제공된 지문:
* * * * *
[P_stage] - week 17 day 1

eric9687·2021년 11월 22일

Naver_Boostcamp_AITech2기 모델 경량화

[week17] 2021/11/22

강의 리뷰

모델최적화 1강 - 최적화 소개

경량화의 목적
- on device limitation:
  - Power usage(battery)
  - RAM Memory usage
  - storage
  - computing power
- on cloud
  : 배터리, 저장공간, 연산능력의 제약은 줄어드나, latency와 throughput의 제약이 존재
- computation as a key component of AI progress
  : 모델의 연산량(크기)가 점점 증가해간다.
경량화,최적화의 종류
(네트워크 구조 관점)
- Efficient Architecture Design(+AutoML;Neural architecture search(NAS))
: 사람의 직관보다 상회하는 성능의 모듈들을 찾아낼수 있음
- Network Pruning(가지치기)
: 중요도가 낮은 파라미터를 제거하는 것, 좋은 중요도를 정의, 찾는것이 주요 연구 토픽중 하나.
- structured pruning
: 파라미터를 그룹단위로 pruning하는 기법들을 총칭(그룹;channel/filter,layer등), Dense computation에 최적화된 소프트웨어 또는 하드웨어에 적합한 기법

- unstructured pruning
: 파라미터를 각각 독립적으로 prunin하는 기법, pruning을 수행할수록 네트워크 내부의 행렬이 점차 희소(sparse)해짐. srtuctured pruning과 달리 sparse computation에 쵲거화된 소프트웨어 또는 하드웨어에 적합한 기법.

- Knowledge Distillation
: 학습된 큰 네트워크를 작은 네트워크의 학습 보조로 사용하는 방법. soft targets(soft outouts)에는 ground truth보다 더 많은 정보를 담고 있음.

- Matrix/Tensor Decomposition
: 하나의 Tensor를 작은 Tensor들의 operation들의 조합(합,곱)으로 표현하는것. Cp decomposition:rank 1 vector들의 outer product의 합으로 tensor를 approximation.
(Hardware 관점)
- Network Quantization
: 일반적인 float 32데이터타입의 Network의 연산과정을 그보다 작은 크기의 제이터 타입으로 변환하여 연산을 수행. 사이즈 감소, 성능 약간 하락, 속도 향상추세
- Network Compiling
: 학습완료된 Network를 deploy하려는 target hardware에서 inference가 가능하도록 compile하는 것. 속도 향상. ex) TensorRT,Tflite,TVM.... compile과정에서, layer fusion(graph optimization)등의 최적화가 수행됨. layer fusion의 조합에 따라 성능차이가 발생.
* * * * *
데이터 행:

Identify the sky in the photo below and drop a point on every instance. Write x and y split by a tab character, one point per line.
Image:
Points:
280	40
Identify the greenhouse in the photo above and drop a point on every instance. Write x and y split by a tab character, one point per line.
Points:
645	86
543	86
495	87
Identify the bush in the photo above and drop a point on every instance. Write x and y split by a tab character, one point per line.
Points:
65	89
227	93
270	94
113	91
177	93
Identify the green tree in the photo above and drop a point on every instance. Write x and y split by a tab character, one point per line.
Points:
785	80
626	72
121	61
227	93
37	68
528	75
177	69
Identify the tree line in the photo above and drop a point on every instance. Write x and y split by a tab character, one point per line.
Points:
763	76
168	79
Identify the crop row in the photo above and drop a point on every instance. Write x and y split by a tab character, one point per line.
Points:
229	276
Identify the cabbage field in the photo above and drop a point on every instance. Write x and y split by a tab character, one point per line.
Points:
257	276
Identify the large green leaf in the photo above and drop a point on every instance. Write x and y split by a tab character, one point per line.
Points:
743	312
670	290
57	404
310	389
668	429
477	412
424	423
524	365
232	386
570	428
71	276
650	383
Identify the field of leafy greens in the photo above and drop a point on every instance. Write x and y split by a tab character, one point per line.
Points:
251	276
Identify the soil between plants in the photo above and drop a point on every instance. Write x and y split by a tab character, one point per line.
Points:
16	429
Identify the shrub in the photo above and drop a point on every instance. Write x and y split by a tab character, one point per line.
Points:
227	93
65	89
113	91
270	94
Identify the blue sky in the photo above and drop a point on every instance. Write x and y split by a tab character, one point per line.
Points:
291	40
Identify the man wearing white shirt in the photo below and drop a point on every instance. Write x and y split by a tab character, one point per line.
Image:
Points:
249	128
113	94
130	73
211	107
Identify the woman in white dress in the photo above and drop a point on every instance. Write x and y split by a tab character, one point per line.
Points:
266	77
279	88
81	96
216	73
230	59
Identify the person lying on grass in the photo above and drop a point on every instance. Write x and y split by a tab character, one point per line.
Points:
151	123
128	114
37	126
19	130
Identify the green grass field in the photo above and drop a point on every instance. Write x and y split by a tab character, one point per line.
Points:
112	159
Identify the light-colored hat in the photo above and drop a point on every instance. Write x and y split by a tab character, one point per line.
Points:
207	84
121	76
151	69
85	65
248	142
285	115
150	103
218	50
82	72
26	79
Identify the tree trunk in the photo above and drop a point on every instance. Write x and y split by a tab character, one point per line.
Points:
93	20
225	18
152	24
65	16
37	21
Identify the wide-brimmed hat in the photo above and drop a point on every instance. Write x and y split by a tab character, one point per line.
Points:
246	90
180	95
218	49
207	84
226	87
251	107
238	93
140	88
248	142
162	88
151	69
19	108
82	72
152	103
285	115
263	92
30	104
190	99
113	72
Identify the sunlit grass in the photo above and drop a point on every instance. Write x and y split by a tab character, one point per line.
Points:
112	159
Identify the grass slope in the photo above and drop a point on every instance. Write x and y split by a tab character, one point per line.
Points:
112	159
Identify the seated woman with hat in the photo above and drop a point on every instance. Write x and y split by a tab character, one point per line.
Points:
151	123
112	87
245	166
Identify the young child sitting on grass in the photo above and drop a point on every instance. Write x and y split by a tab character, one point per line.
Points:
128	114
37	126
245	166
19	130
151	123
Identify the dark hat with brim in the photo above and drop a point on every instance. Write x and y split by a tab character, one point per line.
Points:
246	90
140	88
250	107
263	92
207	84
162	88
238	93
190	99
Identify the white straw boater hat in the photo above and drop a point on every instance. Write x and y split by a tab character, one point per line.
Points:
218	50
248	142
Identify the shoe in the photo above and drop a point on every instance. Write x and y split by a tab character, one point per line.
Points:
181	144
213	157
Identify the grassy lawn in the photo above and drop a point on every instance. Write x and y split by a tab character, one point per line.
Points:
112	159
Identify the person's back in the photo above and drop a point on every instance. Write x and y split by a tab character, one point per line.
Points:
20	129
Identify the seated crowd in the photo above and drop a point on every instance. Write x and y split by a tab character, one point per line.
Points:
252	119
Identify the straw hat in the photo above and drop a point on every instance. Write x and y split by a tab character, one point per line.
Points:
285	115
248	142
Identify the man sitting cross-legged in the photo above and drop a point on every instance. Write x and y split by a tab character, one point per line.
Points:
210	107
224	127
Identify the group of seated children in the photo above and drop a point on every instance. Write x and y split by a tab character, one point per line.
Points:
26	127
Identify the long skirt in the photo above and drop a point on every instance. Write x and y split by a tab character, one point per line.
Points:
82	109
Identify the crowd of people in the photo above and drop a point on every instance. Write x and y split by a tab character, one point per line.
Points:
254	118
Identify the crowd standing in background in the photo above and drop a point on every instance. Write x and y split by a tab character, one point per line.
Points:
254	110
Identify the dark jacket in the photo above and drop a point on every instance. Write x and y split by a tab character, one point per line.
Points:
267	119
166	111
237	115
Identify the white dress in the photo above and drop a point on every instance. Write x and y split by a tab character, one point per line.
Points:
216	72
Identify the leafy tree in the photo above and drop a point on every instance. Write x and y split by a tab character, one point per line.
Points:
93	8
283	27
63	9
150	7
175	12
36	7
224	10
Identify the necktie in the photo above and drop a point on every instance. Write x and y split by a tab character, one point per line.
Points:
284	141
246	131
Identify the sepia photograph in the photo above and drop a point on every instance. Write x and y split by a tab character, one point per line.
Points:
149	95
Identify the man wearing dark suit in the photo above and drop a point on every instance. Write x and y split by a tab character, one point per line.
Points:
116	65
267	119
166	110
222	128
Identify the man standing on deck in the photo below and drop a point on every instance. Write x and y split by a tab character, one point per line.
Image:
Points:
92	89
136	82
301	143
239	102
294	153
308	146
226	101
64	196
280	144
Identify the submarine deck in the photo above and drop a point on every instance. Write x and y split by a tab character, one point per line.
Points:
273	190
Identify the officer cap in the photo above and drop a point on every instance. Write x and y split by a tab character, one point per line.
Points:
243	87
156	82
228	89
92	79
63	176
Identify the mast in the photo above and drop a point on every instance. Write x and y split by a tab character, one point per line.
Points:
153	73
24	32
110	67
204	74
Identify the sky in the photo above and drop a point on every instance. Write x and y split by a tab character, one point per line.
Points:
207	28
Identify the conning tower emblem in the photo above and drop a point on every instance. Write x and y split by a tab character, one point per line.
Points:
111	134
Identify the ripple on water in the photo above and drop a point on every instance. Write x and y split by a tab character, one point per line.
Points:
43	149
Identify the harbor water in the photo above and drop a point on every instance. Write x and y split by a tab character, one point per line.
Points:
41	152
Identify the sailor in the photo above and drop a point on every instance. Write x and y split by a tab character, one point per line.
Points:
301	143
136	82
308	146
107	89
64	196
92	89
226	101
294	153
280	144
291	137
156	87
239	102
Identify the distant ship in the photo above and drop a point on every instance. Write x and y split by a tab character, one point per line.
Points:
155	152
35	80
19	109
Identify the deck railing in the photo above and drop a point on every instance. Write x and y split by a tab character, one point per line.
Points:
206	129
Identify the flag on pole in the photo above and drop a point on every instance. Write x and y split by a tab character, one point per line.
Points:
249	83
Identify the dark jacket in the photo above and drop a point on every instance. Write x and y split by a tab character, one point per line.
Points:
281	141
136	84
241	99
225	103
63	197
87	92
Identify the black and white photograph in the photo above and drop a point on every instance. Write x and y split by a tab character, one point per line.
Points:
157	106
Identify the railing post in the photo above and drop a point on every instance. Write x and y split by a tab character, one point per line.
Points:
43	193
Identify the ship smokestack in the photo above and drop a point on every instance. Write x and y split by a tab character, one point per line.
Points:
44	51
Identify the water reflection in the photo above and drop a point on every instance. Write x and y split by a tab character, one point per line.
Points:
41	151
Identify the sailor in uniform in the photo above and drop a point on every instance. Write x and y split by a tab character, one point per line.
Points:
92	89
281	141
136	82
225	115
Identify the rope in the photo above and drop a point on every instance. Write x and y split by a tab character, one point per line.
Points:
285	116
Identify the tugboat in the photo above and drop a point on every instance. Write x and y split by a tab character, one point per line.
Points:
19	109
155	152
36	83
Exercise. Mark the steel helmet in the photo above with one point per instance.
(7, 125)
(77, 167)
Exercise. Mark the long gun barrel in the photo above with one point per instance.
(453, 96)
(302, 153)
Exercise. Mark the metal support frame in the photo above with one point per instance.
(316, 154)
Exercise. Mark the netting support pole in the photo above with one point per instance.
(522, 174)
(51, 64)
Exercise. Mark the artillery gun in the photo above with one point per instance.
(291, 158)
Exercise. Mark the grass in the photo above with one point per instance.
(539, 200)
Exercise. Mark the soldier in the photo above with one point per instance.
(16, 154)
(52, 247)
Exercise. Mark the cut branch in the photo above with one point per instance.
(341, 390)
* * * * *
과제 목표:
경량화 강의 노트에서 "- RAM Memory"에서 시작해 "주요 연구 토픽중 하나."까지 이어지는 부분을 원문 그대로 옮겨 적으시오. 데이터 행들은 경량화 강의 노트의 내용과 관련이 없다.

과제 답안:
- RAM Memory usage
  - storage
  - computing power
- on cloud
  : 배터리, 저장공간, 연산능력의 제약은 줄어드나, latency와 throughput의 제약이 존재
- computation as a key component of AI progress
  : 모델의 연산량(크기)가 점점 증가해간다.
경량화,최적화의 종류
(네트워크 구조 관점)
- Efficient Architecture Design(+AutoML;Neural architecture search(NAS))
: 사람의 직관보다 상회하는 성능의 모듈들을 찾아낼수 있음
- Network Pruning(가지치기)
: 중요도가 낮은 파라미터를 제거하는 것, 좋은 중요도를 정의, 찾는것이 주요 연구 토픽중 하나.